(begin)

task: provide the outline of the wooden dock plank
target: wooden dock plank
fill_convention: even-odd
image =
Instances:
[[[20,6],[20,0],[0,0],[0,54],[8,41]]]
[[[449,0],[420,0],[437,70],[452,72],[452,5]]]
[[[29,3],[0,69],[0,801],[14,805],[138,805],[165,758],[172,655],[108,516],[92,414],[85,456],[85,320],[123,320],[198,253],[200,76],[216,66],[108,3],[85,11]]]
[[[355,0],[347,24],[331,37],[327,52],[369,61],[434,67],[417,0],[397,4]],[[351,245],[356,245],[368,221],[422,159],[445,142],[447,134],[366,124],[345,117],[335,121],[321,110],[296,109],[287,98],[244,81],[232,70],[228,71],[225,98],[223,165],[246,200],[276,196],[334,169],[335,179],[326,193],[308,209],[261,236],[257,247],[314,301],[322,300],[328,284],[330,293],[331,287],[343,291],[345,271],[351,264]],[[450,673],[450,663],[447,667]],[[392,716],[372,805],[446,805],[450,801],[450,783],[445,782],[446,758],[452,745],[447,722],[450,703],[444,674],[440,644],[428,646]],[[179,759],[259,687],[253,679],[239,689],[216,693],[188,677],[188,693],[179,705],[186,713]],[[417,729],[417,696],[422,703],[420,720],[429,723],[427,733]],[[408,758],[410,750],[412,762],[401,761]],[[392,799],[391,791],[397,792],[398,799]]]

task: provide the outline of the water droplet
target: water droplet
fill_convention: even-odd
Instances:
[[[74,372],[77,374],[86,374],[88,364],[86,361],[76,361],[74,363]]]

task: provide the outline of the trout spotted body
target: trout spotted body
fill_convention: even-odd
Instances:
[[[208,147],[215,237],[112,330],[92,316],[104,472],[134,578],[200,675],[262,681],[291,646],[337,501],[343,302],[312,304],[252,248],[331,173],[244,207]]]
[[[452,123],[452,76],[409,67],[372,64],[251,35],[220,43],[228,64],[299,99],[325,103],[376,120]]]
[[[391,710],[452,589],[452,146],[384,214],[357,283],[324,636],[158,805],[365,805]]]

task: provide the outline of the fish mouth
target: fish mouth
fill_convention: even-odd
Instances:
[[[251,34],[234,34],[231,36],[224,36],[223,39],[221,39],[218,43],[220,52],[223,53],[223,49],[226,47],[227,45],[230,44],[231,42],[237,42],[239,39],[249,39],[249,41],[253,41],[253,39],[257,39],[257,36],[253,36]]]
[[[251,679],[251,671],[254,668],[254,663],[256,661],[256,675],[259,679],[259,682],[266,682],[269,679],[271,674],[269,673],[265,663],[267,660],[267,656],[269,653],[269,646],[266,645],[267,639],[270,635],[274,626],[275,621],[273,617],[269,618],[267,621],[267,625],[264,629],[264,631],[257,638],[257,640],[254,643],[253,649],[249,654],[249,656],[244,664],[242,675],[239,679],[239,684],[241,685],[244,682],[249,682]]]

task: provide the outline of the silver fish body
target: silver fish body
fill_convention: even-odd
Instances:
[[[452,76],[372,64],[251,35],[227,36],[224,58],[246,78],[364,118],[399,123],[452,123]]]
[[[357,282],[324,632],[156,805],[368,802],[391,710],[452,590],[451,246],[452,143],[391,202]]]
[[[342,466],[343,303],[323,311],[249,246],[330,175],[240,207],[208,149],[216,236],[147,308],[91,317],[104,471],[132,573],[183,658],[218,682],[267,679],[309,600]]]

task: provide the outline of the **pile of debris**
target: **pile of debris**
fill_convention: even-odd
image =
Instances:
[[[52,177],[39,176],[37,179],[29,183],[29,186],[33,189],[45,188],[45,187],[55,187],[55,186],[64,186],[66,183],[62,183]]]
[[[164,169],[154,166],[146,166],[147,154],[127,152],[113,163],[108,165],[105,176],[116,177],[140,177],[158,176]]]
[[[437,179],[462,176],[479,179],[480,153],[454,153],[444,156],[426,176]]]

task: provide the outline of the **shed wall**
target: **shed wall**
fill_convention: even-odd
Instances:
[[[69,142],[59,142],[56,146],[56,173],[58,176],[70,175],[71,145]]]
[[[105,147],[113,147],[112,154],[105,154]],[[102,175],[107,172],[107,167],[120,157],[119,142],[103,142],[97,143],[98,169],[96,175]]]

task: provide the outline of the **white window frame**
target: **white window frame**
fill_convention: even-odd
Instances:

(end)

## SHORT TASK
Copy out all of the records above with nothing altered.

## SOLUTION FOR THIS EXERCISE
task: provide the outline of the wooden dock plank
target: wooden dock plank
fill_convention: even-odd
image =
Instances:
[[[20,6],[20,0],[0,0],[0,54],[8,41]]]
[[[449,0],[420,0],[437,70],[452,72],[452,5]]]
[[[29,3],[0,69],[0,801],[14,805],[138,805],[165,758],[172,655],[108,516],[92,414],[85,456],[85,320],[123,320],[198,253],[200,76],[216,66],[108,3],[85,11]]]
[[[355,0],[347,24],[331,37],[327,52],[369,61],[434,67],[417,0],[397,4]],[[351,245],[356,245],[368,221],[422,159],[445,142],[447,134],[366,124],[345,117],[335,121],[321,110],[296,109],[287,98],[244,81],[232,70],[228,71],[225,98],[223,165],[246,200],[276,196],[334,169],[335,179],[326,193],[308,209],[261,236],[257,247],[314,301],[322,300],[328,284],[330,293],[331,287],[343,291],[345,271],[351,264]],[[450,673],[450,663],[447,667]],[[392,716],[372,805],[446,805],[450,801],[450,783],[445,782],[446,758],[452,745],[447,722],[450,703],[444,674],[440,644],[428,646]],[[179,759],[259,687],[253,679],[239,689],[216,693],[188,677],[188,693],[179,705],[186,713]],[[417,729],[417,696],[422,703],[420,720],[429,723],[427,733]],[[408,758],[410,750],[412,762],[401,761]],[[392,799],[391,791],[397,792],[398,799]]]

task: provide the outline of the water droplet
target: water droplet
fill_convention: even-odd
Instances:
[[[74,372],[77,374],[86,374],[88,364],[86,361],[76,361],[74,363]]]

task: provide the outline of the trout spotted body
target: trout spotted body
fill_convention: even-odd
Instances:
[[[208,147],[215,237],[112,330],[92,316],[104,472],[134,578],[200,675],[262,681],[291,646],[337,501],[343,302],[312,304],[252,248],[331,173],[244,207]]]
[[[452,123],[452,76],[409,67],[372,64],[251,35],[220,43],[228,64],[299,99],[325,103],[376,120]]]
[[[391,710],[452,589],[452,146],[384,214],[357,283],[324,636],[158,805],[365,805]]]

task: provide the outline of the fish mouth
target: fish mouth
fill_convention: even-odd
Instances:
[[[251,34],[234,34],[231,36],[224,36],[223,39],[221,39],[218,43],[220,52],[223,53],[223,49],[226,47],[227,45],[230,44],[231,42],[237,42],[239,39],[249,39],[249,41],[253,41],[253,39],[257,39],[257,36],[253,36]]]
[[[251,679],[251,671],[254,668],[254,663],[256,661],[256,675],[259,679],[259,682],[266,682],[269,679],[271,674],[269,673],[265,663],[267,660],[267,656],[269,653],[269,646],[266,645],[267,639],[270,635],[274,626],[275,621],[273,617],[269,618],[267,621],[267,625],[264,629],[264,631],[257,638],[257,640],[254,643],[253,649],[249,654],[249,656],[244,664],[242,675],[239,679],[239,684],[241,685],[244,682],[249,682]]]

task: provide the outline of the silver fish body
target: silver fish body
fill_convention: even-odd
Instances:
[[[452,76],[372,64],[251,35],[227,36],[224,58],[246,78],[364,118],[399,123],[452,123]]]
[[[357,282],[324,632],[156,805],[368,802],[391,710],[452,590],[451,246],[452,143],[391,202]]]
[[[342,466],[343,303],[323,311],[249,246],[330,175],[240,207],[208,149],[216,236],[147,308],[91,317],[104,471],[132,573],[183,658],[218,682],[267,679],[309,600]]]

task: provide the outline of the **pile of debris**
target: **pile of debris**
fill_convention: even-odd
image =
Instances:
[[[52,177],[39,176],[37,179],[29,183],[29,186],[33,189],[45,188],[45,187],[55,187],[55,186],[64,186],[66,183],[62,183]]]
[[[164,169],[154,166],[146,166],[147,154],[127,152],[113,163],[108,165],[105,176],[116,177],[140,177],[158,176]]]
[[[437,179],[462,176],[479,179],[480,153],[454,153],[444,156],[426,176]]]

task: provide the outline of the **shed wall**
target: **shed wall**
fill_convention: even-odd
Instances:
[[[69,142],[59,142],[56,146],[56,173],[58,176],[70,175],[71,145]]]
[[[105,147],[113,147],[112,154],[105,154]],[[102,175],[107,172],[107,167],[120,157],[119,142],[103,142],[97,143],[98,169],[96,175]]]

task: provide the outline of the **white window frame**
target: **white window frame**
fill_convention: even-odd
Instances:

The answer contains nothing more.